Given exercise a
Translate this sentence from the passage about Joe Morton's childhood into Spanish: "He saw firsthand the detritus of the Holocaust while living in Dachau."

Extract to read
Joe Morton remembers, “For us as children, it was our own private house of horrors.” He continues, “The showers were still there, the ovens were still there, there’s a huge field that obviously they brought the holocaust victims onto so they could get air that was just miserable. We would go and we would play around them as if they were something out of Halloween.” An only child to an army intelligence officer and a secretary, the veteran actor lived for several years in West Germany as a child. He saw firsthand the detritus of the Holocaust while living in Dachau. It is the location of the first and one of the most infamous, of Nazi Germany’s concentration camps; it too named Dachau. Too young to grasp the implications, little Joe Morton and his friends innocently played amidst the ghosts of hundreds of thousands of Hitler’s victims.

Dataset rows
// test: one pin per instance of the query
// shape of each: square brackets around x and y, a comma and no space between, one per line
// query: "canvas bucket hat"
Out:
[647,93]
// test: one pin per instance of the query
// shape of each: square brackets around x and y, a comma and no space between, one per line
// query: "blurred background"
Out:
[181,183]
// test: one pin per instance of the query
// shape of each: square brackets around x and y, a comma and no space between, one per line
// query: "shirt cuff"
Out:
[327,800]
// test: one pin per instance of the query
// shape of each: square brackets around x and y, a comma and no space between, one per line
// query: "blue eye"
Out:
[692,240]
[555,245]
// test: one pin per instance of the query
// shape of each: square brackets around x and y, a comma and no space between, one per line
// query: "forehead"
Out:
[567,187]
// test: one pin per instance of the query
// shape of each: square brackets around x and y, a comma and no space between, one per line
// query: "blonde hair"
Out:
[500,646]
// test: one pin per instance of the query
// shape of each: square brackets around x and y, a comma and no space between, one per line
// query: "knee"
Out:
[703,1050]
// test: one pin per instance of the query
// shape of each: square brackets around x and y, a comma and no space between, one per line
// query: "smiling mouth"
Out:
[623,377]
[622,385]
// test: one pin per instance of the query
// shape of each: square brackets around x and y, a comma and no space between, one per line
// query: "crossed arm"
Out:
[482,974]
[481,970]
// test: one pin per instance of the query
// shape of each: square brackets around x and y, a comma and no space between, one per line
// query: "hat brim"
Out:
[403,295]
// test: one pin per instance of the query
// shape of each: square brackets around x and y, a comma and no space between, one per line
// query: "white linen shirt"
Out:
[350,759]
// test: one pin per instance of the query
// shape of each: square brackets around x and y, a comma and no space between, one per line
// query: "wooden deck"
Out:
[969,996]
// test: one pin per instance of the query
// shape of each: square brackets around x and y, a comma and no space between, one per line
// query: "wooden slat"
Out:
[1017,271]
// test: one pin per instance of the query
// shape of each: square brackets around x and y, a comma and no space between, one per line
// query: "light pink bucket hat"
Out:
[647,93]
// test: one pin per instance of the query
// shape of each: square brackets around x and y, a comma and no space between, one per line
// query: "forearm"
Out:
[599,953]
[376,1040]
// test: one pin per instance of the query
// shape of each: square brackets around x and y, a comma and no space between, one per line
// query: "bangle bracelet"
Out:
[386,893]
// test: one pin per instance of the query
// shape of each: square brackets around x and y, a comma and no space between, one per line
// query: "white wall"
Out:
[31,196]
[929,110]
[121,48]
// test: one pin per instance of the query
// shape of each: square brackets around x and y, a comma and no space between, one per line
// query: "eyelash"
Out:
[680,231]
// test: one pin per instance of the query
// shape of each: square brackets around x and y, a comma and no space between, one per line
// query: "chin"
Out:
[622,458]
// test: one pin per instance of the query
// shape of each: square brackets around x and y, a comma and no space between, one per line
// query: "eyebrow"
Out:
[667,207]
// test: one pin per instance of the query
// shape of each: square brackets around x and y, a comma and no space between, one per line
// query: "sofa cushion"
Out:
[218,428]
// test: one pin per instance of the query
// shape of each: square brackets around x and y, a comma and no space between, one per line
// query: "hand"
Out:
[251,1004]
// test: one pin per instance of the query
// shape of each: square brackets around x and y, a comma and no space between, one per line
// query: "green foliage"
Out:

Given exercise b
Find each line of the records that contains the string "shirt", and copy those lines out.

Reply a
Vio de primera mano los restos del Holocausto mientras vivía en Dachau.

Reply b
// query: "shirt cuff"
// query: "white linen shirt"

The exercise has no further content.